* [AIM]: Please pick up the blog post below about rediscovering rock and roll roots after its final sentence and keep writing it.

* [TEXT TO READ]:
********

Friday, February 22, 2013

Rediscovering My Rock & Roll Roots

They say that everything popular gets recycled, and over my relatively short 30 years on this Earth, I've seen evidence of that. As I've gotten older I've become increasingly aware of the possibility that I could become an old fogey. I've been seeing some signs of it already: my plummeting disinterest in popular culture combined with my constant fascination with "intellectual" things like science and philosophy. It's not that these things aren't or cannot be cool, it's just that they aren't typically associated with things that "cool" people do. But "cool" is an extremely relative term, impossible to pinpoint. I think today because of the internet, it is easier than ever to stay "cool" so to speak, by knowing what's going on. Therefore I don't think that my generation as it gets older, will follow in the footsteps of previous generations that quickly shed their youthful coolness in favor of old fogey-dom once they settled down and had kids.

Back in the early 2000s there was a cultural explosion of a rediscovery of the old school and seemingly forgotten garage and indie rock that had been bubbling under the surface for so many years. It was in response to the nauseous commercial rock and rap metal that seemed to be hammering the final nail into the coffin of traditional rock. Grunge had run its course and devolved into the whiny alternative and anger metal that so permeated everyday life. At this time, I felt like an outcast not quite being able to identify with the culture around me. But when garage rock came back into style along with a renewed interest in 70s rock and punk, I found a bandwagon I could jump on. I had already been into many 60s and 70s rock acts like The Doors and The Beatles and Led Zeppelin, and so the culture around me seemed to be mirroring my interests. It was in a sense, perfect timing.

I remember the summer of 2002 quite vividly working part time at my sister's store on first street in the East Village. The hipster culture was exploding around me. Everyone cool looked like a 70s rock star or an Andy Warhol groupie. I grew my hair out long for the first time in my life because I remember at the time wanting to look just like Jimmy Page. I had discovered rock and roll and it seemed there was no going back. (If only I had actually learned how to play guitar back then instead of waiting years later.) But now a decade later this discovery seems to have faded a bit and I've been somewhat rediscovering my rock and roll roots, perhaps in an embarrassing attempt to stay "cool". But nonetheless, if Iggy Pop and Jimmy Page can still rock on while in their sixties, I think I can too considering I'm only half their age.

********

* [MATERIAL]:
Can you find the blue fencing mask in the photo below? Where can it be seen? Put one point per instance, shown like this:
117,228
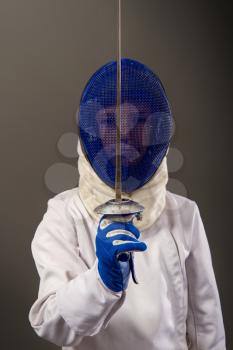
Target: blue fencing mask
146,123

********

* [WRITTEN ANSWER]:
Pop culture doesn't entirely disinterest me, just parts of it. The Gangnam Style K-pop phenomenon of last year I feel like I saw from the perspective of a 45 year old dad whose teenage daughter forces him to listen to it on TV - that is to say, I took one glance at it, and then kept reading the newspaper. I've gotten into newer musical acts like The Black Keys and LDC Soundsystem, but it seems my heart belongs to 60s and 70s rock and roll. It's funny how I should so strongly identify with the music of my parent's generation, but even my mom and dad weren't cool enough at that time to listen to the popular music of the day. I've discovered that every decade has music I could like; every decade had its "cool". And although musically I'm very nostalgic, I do prefer the times we are living in. I wouldn't really want to go back to any of these bygone eras, not permanently at least.

The past remains alive in the music it produced, as will the music of today for future generations. So as I enter my thirties I enter a new era in which being "cool" never fades - it just gets cooler. Now you can be cooler in your thirties and forties than you were whilst a teenager - as long as you got your shit together. So for me rediscovering my rock and roll roots is in a sense, rediscovering cool. There's nothing wrong with being into nerdy and scholarly things like science and philosophy while simultaneously staying threaded to all the other cool things our free society has allowed us to produce.

They're both worth fighting for.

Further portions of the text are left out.